Copy exactly the lines from the one containing "spike on tool." through the last line of the records below, both included, and leave out the pictures.

Saved entries:
== Segment start ==

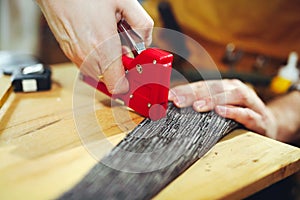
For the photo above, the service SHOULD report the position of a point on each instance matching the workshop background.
(264, 31)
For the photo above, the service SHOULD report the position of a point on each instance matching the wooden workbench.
(42, 155)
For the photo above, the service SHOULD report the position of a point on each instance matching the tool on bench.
(28, 74)
(148, 74)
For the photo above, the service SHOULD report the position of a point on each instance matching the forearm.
(286, 110)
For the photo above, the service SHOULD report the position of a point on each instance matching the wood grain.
(42, 154)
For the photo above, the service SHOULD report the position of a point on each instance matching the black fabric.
(152, 155)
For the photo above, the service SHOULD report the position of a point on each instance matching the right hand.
(87, 33)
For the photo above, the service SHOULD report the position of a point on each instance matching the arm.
(87, 33)
(234, 100)
(286, 110)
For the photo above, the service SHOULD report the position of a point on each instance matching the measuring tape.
(31, 78)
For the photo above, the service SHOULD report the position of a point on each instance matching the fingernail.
(171, 95)
(180, 100)
(199, 104)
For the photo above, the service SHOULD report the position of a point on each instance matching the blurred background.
(249, 40)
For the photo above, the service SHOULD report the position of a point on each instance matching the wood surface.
(42, 155)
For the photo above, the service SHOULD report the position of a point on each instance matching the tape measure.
(32, 78)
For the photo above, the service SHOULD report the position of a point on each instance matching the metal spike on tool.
(148, 74)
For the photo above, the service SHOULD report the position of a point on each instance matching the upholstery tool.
(148, 74)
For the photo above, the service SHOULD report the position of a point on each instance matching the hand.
(230, 99)
(87, 33)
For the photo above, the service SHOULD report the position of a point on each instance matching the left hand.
(231, 99)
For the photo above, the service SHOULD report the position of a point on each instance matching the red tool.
(148, 74)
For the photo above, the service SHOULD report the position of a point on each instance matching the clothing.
(270, 27)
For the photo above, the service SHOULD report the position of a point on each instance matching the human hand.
(87, 33)
(231, 99)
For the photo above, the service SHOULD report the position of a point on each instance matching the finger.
(137, 18)
(109, 59)
(239, 96)
(182, 96)
(249, 118)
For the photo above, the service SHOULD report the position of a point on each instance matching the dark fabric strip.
(152, 155)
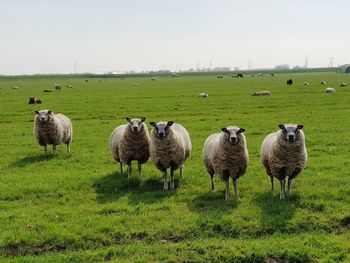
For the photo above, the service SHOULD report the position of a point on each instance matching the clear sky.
(49, 36)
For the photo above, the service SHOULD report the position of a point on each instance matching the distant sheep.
(283, 154)
(330, 90)
(33, 100)
(129, 142)
(170, 147)
(203, 95)
(262, 93)
(226, 155)
(52, 129)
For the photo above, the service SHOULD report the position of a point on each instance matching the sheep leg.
(227, 194)
(129, 170)
(272, 184)
(165, 181)
(139, 167)
(235, 189)
(212, 182)
(283, 189)
(54, 148)
(289, 187)
(172, 183)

== Segment end ==

Response to the exercise:
For the photo above, the service SHOULD report the position of a point on each instance matching the metal spike on tool.
(148, 74)
For the photo above, the service SHOULD report the position of a point on each instance matching the upholstery tool.
(148, 74)
For the photo above, the service SHOULD report the position of a point on each instance matching the hand.
(230, 99)
(87, 33)
For the photo above, the service SHOULD report the position of a point on each instance matching the left hand.
(231, 99)
For the photo above, the service SHOULD report the position of a point on each instance matching the red tool.
(148, 74)
For the photo above, the service SHOULD report the position of a point on each instance matching the clothing.
(270, 27)
For the photo above, the service SHOULD report the position of a point on each instance matching the human hand.
(87, 33)
(231, 99)
For the photo above, the service SHOULD report the position of a point on each instance matching the finger.
(137, 18)
(109, 59)
(239, 96)
(182, 96)
(249, 118)
For the photo above, the service SHOULD report the position of a point on each instance matching the dark fabric strip.
(152, 155)
For the photo above, the service SHOULD report the position of a point on each instance matching the clear sky.
(49, 36)
For the photo above, the service SHOULD report the position of a point on each instance matching the distant sheep.
(283, 154)
(330, 90)
(33, 100)
(129, 142)
(170, 147)
(203, 95)
(262, 93)
(226, 155)
(52, 129)
For the photo above, the service SHOULD report the position of a point on each instance matching the sheep leg.
(227, 194)
(129, 170)
(272, 184)
(165, 181)
(139, 167)
(235, 189)
(212, 182)
(283, 189)
(54, 148)
(289, 187)
(172, 183)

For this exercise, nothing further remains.